### Source text
Lia Thomas, the biological male on the University of Pennsylvania’s women’s swim team who engendered national outrage by blowing away the competition, was rejected as the Ivy League’s nominee for the NCAA’s “Woman of the Year.”
Thomas, who won the 500-yard freestyle event at the NCAA Division I national championships, had been nominated by UPenn earlier this month. The award recognizes “female student-athletes who have exhausted their eligibility and distinguished themselves in their community, in athletics and in academics throughout their college careers.”
But the Ivy League, comprised of Penn, Brown University, Columbia University, Cornell University, Dartmouth College, Harvard University, Princeton University and Yale University, chose as its nominee fencing champion Sylvie Binder of Columbia University/Barnard College.
Binder, who hails from Armonk, New York, is a three-time first team all-American who won the NCAA women’s foil title in 2019, and the bronze medal in 2018 and 2022. She finished her undergraduate college education with a stellar 3.91 grade point average.

### Work item A
From the article on the Ivy League's Woman of the Year nominee, list every school it names as a member of the Ivy League.
### Work item B
Answer these questions from the article on the Ivy League's Woman of the Year nominee:
(i) Which event did Thomas win at the NCAA Division I national championships?
(ii) What grade point average did Binder finish her undergraduate education with?
(iii) Where is Binder from?
### Work item C
Carry the article on the Ivy League's Woman of the Year nominee forward from its last sentence.
The records that come next are from a separate source and are unrelated to the article.

Source records
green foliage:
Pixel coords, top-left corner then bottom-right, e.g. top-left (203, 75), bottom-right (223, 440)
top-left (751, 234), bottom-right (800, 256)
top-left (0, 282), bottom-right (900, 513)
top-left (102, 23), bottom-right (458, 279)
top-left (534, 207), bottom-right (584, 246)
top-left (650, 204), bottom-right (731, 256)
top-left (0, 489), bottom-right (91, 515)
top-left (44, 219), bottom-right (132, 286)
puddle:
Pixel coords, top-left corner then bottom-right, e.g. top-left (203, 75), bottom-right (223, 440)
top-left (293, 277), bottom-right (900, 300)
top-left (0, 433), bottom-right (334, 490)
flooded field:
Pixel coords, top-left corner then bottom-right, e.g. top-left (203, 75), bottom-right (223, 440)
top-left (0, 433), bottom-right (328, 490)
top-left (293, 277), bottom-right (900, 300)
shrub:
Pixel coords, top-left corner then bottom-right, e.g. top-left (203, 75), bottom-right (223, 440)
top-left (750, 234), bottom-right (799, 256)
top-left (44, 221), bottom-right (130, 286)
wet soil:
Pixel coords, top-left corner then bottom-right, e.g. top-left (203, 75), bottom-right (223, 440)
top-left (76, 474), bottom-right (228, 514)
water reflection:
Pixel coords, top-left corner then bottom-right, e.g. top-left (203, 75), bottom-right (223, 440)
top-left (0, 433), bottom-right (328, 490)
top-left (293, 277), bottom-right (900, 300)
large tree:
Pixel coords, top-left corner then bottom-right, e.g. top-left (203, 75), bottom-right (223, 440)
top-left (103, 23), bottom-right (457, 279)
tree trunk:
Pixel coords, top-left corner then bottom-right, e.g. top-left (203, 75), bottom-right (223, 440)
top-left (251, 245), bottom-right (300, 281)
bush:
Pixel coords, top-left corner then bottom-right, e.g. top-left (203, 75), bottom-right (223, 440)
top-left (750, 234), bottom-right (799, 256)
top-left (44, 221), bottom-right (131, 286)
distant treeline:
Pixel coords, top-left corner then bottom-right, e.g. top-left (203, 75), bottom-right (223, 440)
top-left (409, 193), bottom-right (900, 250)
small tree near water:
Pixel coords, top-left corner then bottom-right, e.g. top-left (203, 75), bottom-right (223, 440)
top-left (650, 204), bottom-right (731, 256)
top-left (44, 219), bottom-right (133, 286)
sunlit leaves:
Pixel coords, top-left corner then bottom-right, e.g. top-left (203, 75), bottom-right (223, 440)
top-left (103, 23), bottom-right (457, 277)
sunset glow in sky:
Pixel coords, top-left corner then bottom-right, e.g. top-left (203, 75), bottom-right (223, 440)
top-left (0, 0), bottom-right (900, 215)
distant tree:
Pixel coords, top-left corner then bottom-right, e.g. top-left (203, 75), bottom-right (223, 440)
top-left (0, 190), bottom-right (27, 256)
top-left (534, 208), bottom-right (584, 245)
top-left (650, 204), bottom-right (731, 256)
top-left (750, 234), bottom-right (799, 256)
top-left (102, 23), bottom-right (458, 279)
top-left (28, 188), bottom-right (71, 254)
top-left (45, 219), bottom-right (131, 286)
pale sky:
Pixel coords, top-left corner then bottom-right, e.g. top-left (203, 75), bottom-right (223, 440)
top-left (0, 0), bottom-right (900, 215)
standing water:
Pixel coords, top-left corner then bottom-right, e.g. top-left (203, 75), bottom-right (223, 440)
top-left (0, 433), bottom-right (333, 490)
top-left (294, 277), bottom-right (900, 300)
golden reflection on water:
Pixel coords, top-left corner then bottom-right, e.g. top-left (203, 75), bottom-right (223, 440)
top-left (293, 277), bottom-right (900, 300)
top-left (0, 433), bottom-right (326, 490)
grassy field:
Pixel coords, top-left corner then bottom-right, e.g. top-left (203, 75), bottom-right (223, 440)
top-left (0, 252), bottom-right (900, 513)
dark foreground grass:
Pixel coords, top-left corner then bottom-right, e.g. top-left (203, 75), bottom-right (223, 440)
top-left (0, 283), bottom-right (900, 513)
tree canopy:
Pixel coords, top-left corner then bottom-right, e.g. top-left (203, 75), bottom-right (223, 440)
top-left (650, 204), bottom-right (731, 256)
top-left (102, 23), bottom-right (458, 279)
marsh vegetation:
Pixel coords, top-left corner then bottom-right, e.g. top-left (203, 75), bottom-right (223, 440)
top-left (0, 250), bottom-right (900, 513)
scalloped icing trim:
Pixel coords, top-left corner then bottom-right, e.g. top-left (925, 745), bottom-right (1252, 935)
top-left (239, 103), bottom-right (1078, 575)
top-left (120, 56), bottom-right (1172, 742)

### Written reply A
Penn, Brown University, Columbia University, Cornell University, Dartmouth College, Harvard University, Princeton University, Yale University

### Written reply B
(i) The 500-yard freestyle.
(ii) A 3.91 grade point average.
(iii) Armonk, New York.

### Written reply C
In her bio after winning a Leadership and Excellence Award, Binder wrote, “To my family and their unconditional love and support for the past 5 years: Dad, Mom, Abby, and Zach, I owe it all to you.”
After a season of dumping on its female swimmers, forcing them to compete against a biological man who now says he is a woman, forcing them to share a locker room with said swimmer, dismissing their and their parents’ concerns summarily at every turn, even telling the female swimmers what they needed if they objected to the trans swimmer was therapy, the university now sticks a final thumb in the woman’s eyes, nominating this trans swimmer who goes by the name Lia Thomas as the University of Pennsylvania’s NCAA “Woman of the Year.” This is a disgrace. Lia Thomas is not a woman.
In February, 16 members of the Penn Women’s Swimming Team sent a letter to the University of Pennsylvania and the Ivy League in which they wrote, “Biologically, Lia holds an unfair advantage over competition in the women’s category, as evidenced by her rankings that have bounced from #462 as a male to #1 as a female. If she (Thomas) were to be eligible to compete against us, she could now break Penn, Ivy, and NCAA Women’s Swimming records; feats she could never have done as a male athlete,” as Swim Swam reported.